Exercise objective.
Output only the lines below from the one containing "Target: weathered rock texture" to the one containing "Target: rough rock wall", exactly as written, both ends kept.

Information START

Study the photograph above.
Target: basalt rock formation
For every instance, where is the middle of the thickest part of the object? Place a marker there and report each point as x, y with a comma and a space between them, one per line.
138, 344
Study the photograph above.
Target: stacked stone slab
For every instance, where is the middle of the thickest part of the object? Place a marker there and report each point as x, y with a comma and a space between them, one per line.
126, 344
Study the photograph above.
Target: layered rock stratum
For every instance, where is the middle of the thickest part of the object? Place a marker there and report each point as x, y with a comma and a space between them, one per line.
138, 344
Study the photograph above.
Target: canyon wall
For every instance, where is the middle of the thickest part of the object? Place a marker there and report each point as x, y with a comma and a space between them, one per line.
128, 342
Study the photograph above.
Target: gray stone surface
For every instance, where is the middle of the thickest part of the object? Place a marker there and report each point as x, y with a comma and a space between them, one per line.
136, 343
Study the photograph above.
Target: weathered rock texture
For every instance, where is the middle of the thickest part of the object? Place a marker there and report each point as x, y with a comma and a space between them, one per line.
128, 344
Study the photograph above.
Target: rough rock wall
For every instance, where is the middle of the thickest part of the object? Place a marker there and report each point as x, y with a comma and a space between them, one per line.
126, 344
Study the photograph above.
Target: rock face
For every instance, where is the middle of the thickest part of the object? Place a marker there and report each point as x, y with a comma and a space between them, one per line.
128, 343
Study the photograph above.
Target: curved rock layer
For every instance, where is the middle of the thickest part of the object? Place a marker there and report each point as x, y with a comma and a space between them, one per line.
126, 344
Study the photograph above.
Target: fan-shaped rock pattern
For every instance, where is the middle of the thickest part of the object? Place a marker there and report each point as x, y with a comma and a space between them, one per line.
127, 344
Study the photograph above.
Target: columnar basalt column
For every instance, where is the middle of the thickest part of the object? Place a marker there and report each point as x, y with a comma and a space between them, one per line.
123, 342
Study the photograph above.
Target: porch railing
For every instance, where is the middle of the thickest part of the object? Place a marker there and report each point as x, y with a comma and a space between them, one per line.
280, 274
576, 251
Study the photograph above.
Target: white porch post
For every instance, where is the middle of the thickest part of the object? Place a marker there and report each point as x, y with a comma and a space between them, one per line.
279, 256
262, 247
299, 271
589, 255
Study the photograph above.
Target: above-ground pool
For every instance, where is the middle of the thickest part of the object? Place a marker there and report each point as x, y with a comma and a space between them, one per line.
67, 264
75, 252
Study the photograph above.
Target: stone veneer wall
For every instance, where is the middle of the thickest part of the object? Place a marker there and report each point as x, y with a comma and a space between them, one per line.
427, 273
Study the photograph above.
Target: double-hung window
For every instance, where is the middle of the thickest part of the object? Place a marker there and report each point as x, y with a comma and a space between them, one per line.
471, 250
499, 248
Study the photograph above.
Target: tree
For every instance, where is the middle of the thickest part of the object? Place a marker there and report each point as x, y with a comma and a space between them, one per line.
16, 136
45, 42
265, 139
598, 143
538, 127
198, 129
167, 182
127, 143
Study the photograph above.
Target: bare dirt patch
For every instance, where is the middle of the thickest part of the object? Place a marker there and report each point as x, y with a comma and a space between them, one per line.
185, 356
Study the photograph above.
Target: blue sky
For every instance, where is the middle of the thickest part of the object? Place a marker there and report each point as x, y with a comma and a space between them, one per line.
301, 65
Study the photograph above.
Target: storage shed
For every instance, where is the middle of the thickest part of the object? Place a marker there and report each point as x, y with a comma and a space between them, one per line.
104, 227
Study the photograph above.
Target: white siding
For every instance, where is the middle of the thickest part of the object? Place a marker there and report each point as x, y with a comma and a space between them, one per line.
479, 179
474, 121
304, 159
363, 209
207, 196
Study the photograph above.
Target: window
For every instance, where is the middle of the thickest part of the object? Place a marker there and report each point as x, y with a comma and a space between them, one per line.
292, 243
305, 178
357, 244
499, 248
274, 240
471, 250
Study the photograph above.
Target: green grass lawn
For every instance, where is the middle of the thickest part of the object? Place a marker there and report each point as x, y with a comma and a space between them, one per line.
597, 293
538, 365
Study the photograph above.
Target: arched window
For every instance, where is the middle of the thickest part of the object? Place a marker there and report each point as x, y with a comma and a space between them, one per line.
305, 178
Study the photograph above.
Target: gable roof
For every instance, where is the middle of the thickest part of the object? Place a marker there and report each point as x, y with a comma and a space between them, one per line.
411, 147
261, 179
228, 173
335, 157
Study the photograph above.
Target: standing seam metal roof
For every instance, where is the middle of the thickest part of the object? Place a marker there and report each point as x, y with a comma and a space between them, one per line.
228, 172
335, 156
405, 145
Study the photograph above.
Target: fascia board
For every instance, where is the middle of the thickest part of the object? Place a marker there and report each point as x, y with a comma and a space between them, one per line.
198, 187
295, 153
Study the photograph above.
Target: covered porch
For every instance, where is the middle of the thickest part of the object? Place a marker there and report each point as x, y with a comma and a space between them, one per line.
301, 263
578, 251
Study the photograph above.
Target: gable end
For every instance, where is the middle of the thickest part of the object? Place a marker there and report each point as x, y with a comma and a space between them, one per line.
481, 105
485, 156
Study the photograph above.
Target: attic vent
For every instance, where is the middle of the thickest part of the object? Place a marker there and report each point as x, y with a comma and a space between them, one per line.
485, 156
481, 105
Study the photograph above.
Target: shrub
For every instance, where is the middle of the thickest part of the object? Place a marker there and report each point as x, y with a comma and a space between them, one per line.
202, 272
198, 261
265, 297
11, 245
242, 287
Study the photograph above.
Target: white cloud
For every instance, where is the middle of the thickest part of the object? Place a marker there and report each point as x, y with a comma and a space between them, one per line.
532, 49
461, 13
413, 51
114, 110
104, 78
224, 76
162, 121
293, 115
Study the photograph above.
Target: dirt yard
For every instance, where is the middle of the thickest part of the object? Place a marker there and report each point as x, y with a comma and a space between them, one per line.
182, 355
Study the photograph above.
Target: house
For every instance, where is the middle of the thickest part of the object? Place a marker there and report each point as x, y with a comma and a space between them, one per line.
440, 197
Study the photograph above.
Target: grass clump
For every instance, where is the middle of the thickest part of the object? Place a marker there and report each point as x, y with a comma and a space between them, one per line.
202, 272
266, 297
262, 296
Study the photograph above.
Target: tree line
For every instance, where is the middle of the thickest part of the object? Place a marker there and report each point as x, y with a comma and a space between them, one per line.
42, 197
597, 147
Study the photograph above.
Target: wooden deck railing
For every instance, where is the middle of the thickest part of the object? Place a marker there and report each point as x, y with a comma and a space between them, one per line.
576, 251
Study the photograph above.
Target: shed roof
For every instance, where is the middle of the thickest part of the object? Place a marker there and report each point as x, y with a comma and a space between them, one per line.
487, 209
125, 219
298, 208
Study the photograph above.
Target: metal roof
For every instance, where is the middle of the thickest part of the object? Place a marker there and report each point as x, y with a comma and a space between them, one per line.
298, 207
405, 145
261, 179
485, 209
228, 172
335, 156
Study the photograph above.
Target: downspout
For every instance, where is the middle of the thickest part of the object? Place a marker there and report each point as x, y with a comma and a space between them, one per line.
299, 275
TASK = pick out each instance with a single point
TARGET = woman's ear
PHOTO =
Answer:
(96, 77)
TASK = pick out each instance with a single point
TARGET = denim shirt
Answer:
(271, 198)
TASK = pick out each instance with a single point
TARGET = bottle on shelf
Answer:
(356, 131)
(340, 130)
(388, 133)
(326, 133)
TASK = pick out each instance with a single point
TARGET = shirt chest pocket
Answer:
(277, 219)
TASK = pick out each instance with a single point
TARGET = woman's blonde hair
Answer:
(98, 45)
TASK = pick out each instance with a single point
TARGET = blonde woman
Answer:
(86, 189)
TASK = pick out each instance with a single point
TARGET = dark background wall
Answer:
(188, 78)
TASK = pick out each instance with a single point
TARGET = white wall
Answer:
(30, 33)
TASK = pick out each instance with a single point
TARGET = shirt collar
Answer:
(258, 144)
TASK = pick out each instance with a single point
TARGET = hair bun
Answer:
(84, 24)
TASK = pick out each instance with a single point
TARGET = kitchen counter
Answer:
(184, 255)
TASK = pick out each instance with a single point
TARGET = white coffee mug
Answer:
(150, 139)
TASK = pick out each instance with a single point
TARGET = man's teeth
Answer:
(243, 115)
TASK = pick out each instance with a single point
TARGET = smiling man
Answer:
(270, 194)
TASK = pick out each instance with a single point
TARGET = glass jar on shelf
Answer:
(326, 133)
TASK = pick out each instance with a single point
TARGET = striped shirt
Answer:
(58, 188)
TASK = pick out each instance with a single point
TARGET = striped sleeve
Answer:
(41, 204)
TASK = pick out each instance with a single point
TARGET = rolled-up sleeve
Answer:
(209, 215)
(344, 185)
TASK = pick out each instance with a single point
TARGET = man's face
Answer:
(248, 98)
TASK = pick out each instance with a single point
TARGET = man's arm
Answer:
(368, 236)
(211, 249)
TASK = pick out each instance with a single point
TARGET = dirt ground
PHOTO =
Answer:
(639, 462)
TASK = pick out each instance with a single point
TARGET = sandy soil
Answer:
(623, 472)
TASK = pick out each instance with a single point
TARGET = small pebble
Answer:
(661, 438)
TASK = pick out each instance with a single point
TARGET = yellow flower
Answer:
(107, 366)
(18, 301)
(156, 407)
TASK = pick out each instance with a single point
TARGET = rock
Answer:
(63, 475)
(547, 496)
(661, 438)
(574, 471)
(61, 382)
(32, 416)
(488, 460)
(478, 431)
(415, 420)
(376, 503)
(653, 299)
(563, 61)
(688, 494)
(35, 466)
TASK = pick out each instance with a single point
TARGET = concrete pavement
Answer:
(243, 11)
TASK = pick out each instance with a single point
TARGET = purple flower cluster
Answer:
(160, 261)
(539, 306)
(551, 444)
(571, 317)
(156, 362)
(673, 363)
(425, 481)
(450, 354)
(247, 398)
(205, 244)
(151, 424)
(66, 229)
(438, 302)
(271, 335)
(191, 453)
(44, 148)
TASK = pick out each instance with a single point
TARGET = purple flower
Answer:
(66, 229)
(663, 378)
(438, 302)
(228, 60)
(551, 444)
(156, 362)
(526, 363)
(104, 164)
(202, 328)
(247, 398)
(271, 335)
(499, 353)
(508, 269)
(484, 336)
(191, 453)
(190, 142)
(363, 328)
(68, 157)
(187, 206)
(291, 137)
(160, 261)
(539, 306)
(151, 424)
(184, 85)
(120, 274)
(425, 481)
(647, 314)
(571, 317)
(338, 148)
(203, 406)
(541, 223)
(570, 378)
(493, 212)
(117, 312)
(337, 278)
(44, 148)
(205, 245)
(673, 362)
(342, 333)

Information END

Exercise output.
Target: weathered rock texture
For every instance, where is the middle of the thickest part of the object? Place a marker there and report each point as x, y with a comma and a space between them, one per line.
128, 344
Study the photograph above.
Target: rough rock wall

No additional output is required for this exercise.